=== 課題文 ===

結果的に「プロに頼んだ方が良かった」と後悔することになってしまうかもしれません。
 その敗因は、一言で言えば「段取り不足」。初めての庭づくりで失敗しないためには、「始める前にいかに知識不足、経験不足を補うか?」が特に重要。
その手段としてお勧めなのが、「プロが作った庭をたくさん見ること」。以下のような方法をがお勧め。

①雑木の庭の本
 様々な特徴を持った庭師が作った庭の写真と配置図を見ることができます。

②造園屋さんのホームページ
 施工例が載っています。また、見学会のようなイベントを実施することもあるので現地現物で触れてみるのいいと思います。

③インスタグラム
 ♯雑木の庭 で、いろんな庭が見れます。上記と違い、施主側の発信も含まれているので参考になることも多いかと思います。気になることをコメント欄より質問できることもメリット。

④オープンガーデンに参加する
 様々な市町村や団体で「オープンガーデン」を企画しています。個人宅のお庭を見させて頂くわけですが、こちらは完全に施主側発信。ダイレクトに質問できるのもいいですよね。しかし、バラなどのイングリッシュガーデンが多くを占め、雑木の庭に巡り合える機会は少ないことがデメリット。

⑤自然の木々の植生に興味を持つ
 雑木の庭は、刈り込まれた和風庭園とは違い、自然の姿を再現することを目指した庭です。多くの自然の中で自生する環境を目にすることで、多様な自然の摂理の気付きを与えられるはずです。自然公園や里山の散策などで木々の環境や姿を良く観察してみてください。

=== 表示情報 ===

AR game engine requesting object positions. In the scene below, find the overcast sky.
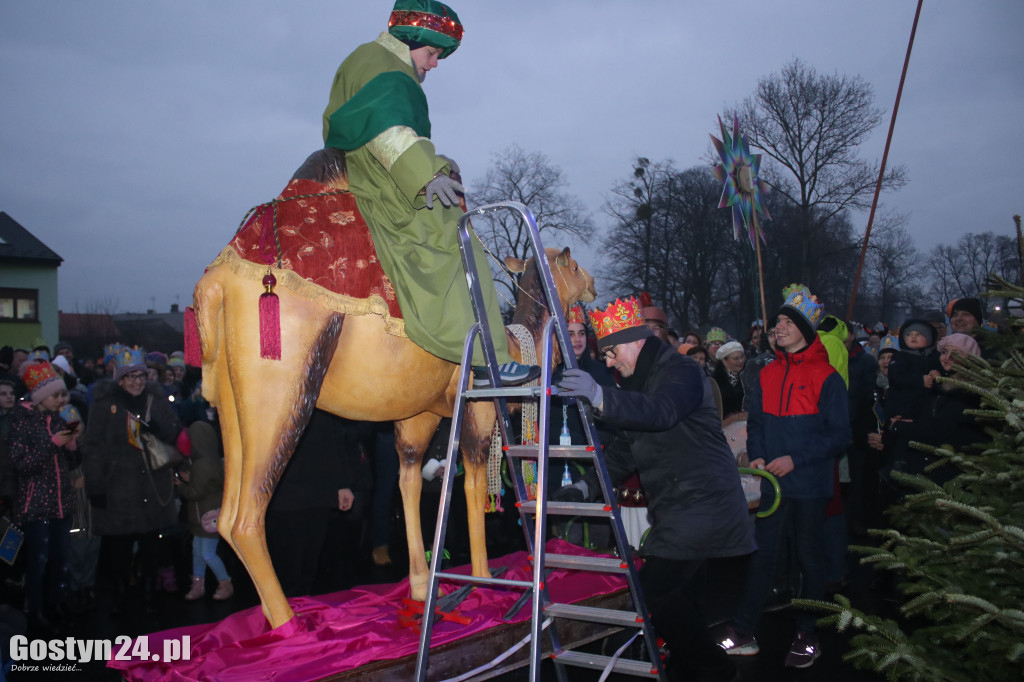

===

> [作業指示] 課題文の「その敗因は、一言で言えば「段」から「会は少ないことがデメリット。」までを、末尾の語句も含めて一字一句変えずに書き写してください。

> [解答例]
その敗因は、一言で言えば「段取り不足」。初めての庭づくりで失敗しないためには、「始める前にいかに知識不足、経験不足を補うか?」が特に重要。
その手段としてお勧めなのが、「プロが作った庭をたくさん見ること」。以下のような方法をがお勧め。

①雑木の庭の本
 様々な特徴を持った庭師が作った庭の写真と配置図を見ることができます。

②造園屋さんのホームページ
 施工例が載っています。また、見学会のようなイベントを実施することもあるので現地現物で触れてみるのいいと思います。

③インスタグラム
 ♯雑木の庭 で、いろんな庭が見れます。上記と違い、施主側の発信も含まれているので参考になることも多いかと思います。気になることをコメント欄より質問できることもメリット。

④オープンガーデンに参加する
 様々な市町村や団体で「オープンガーデン」を企画しています。個人宅のお庭を見させて頂くわけですが、こちらは完全に施主側発信。ダイレクトに質問できるのもいいですよね。しかし、バラなどのイングリッシュガーデンが多くを占め、雑木の庭に巡り合える機会は少ないことがデメリット。